On Mon, 2007-01-22 at 20:48 -0600, Larry Garfield wrote:
And right there you lose the ability to treat a node as "just a node", because the node data is so spread out. You can't easily "find all nodes created after time X", because there's n different tables you have to search.
I think I would tend to disagree. Yes, you need to load from the database a definition of each node type. However, you only have to do that once per node type, not once per transaction. Once you have that type definition in memory, you can build a single query for your node operation, regardless of how many tables the node data are spread out among. I'll offer a refinement of my previous example for illustration: function retrieve_newer($nodetype, $cutoff_datetime, $comparison='>=') { $querytext = 'SELECT * FROM node_'. $nodetype. ' '; $jointype = 'INNER'; foreach( list_type_components($nodetype) AS $comp) { $querytext .= "$jointype JOIN typecomp_$comp ON node_$nodetype.node_id = typecomp_$comp.node_id". ' '; } /* etc. */ return $resultset; } The developer/user never needs to know about the table structure. All he needs to know is the type identifier, or even just a type component identifier. For SELECTing node data, he gets all the fields together, and when he refers to $mynode[component_name][field_name] he'll get the fields he wants. The only way he wouldn't is if he asked for the wrong node type, and that's hard to do in this example. (As I mentioned previously, you would never even want a node's data without having at least partial knowledge of its type.) So, we'll have *at most* one query per node operation--less with lists of nodes--plus one query per node type per bootstrap. (We may be able to eliminate the latter. I'm about to post a proposed module loading scheme that could reduce or eliminate those.) Now, this does imply a separate query for each node type in any list of nodes. I think maybe we could work to improve even that with the right join setup, but even if I'm wrong, one query per node type ain't so bad.

[Stated problem 1]
Copy from the forum reply the passage starting with "On Mon, 2007-01-22" and going on through "have to search.".
[Stated problem 2]
In the forum reply, how often does the definition of each node type need to be loaded from the database?
Please rely on the forum reply alone.

[Information shown]
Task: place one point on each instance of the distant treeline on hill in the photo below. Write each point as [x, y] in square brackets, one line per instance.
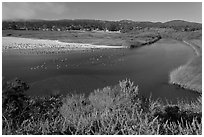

[Finished answer 1]
On Mon, 2007-01-22 at 20:48 -0600, Larry Garfield wrote:
And right there you lose the ability to treat a node as "just a node", because the node data is so spread out. You can't easily "find all nodes created after time X", because there's n different tables you have to search.

[Finished answer 2]
Once per node type, not once per transaction.